At a small start-up, if the GET /foo/:fooId/bar/ endpoint is missing a field baz you need, you can usually just add it yourself and move on.

From what I've read GraphQL makes the most sense in the context of large scale teams and large databases. It introduces a large amount of overhead to your backend to parse queries, but allows those queries to be more flexible and not think about the database's schema which is a tremendous boon when you get to the scale where communication between teams is more expensive than implementation time. For junior and midlevel devs watching youtubes and reading blogs it's obviously an exciting technology because of what it promises (in this sense GraphQL is hardly unique), but there's a practical cost to production workloads.

That said, if I'm not mistaken GraphQL is almost explicitly designed with a versionless paradigm in mind. Whether or not that's a good decision is up for debate, but it's less "no clear path" and more like it's the responsibility of the backend to add support for new access patterns without causing old patterns to fail.

Some libraries offer enterprise features for versioning.

Like you said it makes sense in larger companies. As a consumer of a well documented API it’s great, as someone who had to stitch together 2 microservices to provide the required data it sucks.

Whether it was the intention or not, I find GraphQL solved a fascinating problem: it let front end developers move faster by greatly decoupling their data needs from the backend developers.

Backend developers describe the data model, expose it via graphql. Front end developers, often ones who never met those backend developers, can see the data model and just use it. They can change what they're querying on the fly, get more or less as they see fit.

It lets everyone move faster.

But as a backend developer, I actually fucking hate it, myself.

I thought it was supposed to do this, but then discovered that it has no way to express joins.

Has this been addressed? I don't see how you can decouple the back-end data from front-end queries without that.


I get specialization, but are there any other good reasons to divide product teams between frontend and backend? I guess it also helps establish patterns and contracts, but I think those are only helpful above a critical mass that I haven’t reached in my career yet.


In a small organization there isn't generally any reason to divide the teams between front and back end. As you've alluded - once you have many clients you'll want to separate responsibilities in order to increase velocity.


From a management perspective, the fiction of the full stack developer that is equally skilled at everything is the easiest. You stick with that until you complicate your architecture (wisely or not) to the point where having specialists outweighs having to manage multiples queues of work and dependencies.

> good reasons to divide product teams between frontend and backend?

People specialize in different things. A great React developer may not be a great Java developer, and vice-versa


It sounds like it is promoting a siloed cogs in the machine type of work ethic. Where you are either front end or back end and no one is thinking end-to-end about the system.

SUPPLIED INFORMATION:
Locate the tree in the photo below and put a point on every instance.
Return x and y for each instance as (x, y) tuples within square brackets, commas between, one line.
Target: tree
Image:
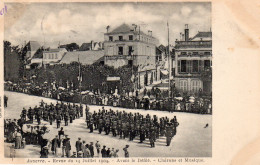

INSTRUCTION 1: Please copy the passage of the GraphQL thread above between "Some libraries offer" and "they see fit.", inclusive.
INSTRUCTION 2: In the GraphQL thread, what does one commenter say GraphQL has no way to express?
INSTRUCTION 3: Render this sentence from the GraphQL thread in Spanish: "Some libraries offer enterprise features for versioning."

ANSWER 1:
Some libraries offer enterprise features for versioning.

Like you said it makes sense in larger companies. As a consumer of a well documented API it’s great, as someone who had to stitch together 2 microservices to provide the required data it sucks.

Whether it was the intention or not, I find GraphQL solved a fascinating problem: it let front end developers move faster by greatly decoupling their data needs from the backend developers.

Backend developers describe the data model, expose it via graphql. Front end developers, often ones who never met those backend developers, can see the data model and just use it. They can change what they're querying on the fly, get more or less as they see fit.

ANSWER 2: Joins.

ANSWER 3: Algunas bibliotecas ofrecen funciones empresariales para el control de versiones.